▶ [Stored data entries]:
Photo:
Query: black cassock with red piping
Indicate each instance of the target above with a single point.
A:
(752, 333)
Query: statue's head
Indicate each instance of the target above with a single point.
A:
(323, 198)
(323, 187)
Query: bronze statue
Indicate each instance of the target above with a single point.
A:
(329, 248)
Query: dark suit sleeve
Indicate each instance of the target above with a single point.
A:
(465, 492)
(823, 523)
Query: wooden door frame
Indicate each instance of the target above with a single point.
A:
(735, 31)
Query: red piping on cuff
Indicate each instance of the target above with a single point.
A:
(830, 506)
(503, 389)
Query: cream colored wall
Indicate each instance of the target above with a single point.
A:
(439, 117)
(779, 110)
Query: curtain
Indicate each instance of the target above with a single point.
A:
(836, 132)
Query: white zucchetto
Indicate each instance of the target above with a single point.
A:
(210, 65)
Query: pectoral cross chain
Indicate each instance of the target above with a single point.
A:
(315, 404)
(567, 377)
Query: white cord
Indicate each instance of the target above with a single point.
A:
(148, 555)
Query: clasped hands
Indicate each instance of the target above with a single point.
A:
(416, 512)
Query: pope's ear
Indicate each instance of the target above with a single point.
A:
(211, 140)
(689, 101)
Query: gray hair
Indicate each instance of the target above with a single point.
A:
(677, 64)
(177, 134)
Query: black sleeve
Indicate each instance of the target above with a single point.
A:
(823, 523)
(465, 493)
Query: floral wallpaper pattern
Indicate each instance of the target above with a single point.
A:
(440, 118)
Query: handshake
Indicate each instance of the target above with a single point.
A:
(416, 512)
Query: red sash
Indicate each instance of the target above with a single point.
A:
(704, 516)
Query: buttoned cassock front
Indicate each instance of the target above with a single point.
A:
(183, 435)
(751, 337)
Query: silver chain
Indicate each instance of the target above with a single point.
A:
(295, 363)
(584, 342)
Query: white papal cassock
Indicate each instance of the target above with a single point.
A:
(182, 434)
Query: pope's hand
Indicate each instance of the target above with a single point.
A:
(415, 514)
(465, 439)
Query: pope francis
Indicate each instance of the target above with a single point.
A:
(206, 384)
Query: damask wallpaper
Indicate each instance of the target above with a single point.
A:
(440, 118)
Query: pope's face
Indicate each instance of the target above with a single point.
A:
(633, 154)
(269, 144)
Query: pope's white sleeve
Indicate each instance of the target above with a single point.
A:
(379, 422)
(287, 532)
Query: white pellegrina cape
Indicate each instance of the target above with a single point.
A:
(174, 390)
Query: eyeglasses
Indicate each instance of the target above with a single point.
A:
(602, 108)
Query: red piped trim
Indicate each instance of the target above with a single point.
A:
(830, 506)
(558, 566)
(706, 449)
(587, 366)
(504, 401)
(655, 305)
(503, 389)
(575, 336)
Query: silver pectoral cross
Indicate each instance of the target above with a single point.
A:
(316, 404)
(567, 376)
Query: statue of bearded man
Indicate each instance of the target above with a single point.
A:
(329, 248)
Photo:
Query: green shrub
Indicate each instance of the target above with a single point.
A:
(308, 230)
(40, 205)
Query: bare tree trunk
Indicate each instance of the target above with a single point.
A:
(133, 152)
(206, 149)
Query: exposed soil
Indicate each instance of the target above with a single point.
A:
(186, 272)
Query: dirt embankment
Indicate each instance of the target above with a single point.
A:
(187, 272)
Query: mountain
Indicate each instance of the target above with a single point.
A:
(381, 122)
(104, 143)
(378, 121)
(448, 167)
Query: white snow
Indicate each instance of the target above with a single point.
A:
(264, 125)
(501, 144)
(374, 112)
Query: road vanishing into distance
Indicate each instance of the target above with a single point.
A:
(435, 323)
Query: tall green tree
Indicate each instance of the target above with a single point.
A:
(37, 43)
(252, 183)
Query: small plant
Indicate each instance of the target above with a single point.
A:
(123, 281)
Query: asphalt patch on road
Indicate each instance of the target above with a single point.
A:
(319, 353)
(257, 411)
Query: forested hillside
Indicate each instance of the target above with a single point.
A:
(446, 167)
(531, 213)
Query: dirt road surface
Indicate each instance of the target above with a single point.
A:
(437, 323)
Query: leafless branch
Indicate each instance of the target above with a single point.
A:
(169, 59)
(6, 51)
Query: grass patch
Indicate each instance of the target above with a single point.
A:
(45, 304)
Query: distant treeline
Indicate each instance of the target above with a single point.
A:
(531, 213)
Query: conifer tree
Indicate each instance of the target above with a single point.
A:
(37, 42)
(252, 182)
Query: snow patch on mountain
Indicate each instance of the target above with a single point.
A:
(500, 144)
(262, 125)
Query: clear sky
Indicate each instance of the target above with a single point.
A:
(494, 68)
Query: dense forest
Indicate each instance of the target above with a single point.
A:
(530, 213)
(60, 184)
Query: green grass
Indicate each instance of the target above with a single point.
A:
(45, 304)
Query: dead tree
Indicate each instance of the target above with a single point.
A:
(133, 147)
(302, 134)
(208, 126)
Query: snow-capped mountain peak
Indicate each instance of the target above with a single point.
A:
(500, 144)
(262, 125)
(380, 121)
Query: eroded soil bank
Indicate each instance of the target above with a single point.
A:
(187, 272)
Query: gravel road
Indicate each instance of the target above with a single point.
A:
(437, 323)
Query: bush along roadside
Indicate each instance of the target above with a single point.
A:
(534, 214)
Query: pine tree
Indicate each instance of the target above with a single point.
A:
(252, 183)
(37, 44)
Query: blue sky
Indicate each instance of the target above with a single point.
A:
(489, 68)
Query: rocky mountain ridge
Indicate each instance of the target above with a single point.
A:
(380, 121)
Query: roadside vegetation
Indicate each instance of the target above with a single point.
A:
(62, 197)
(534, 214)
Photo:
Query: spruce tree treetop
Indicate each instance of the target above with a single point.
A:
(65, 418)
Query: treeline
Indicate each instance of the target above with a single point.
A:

▶ [Task instructions]: Across the data shown above, how many lines carry the string "wallpaper"? Reply with the figure by itself.

▶ [Exercise output]: 2